>> START

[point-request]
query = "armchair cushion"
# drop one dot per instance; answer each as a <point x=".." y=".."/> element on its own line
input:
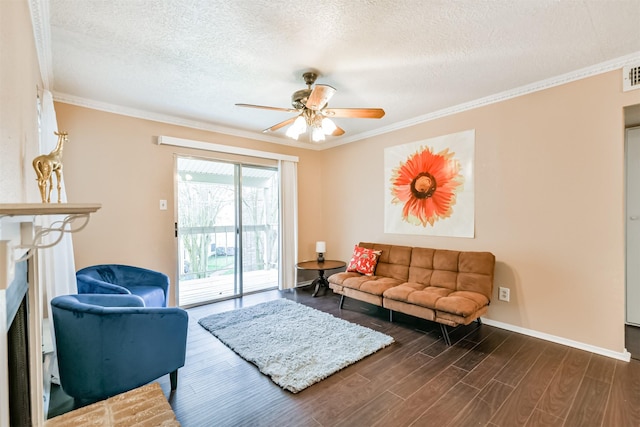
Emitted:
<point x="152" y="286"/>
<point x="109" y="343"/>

>> END
>> START

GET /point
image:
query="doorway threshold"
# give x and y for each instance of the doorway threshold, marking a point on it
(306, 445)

>> END

Count the lines in the items above that contain the string "threshold", with case counting, and give only the number.

2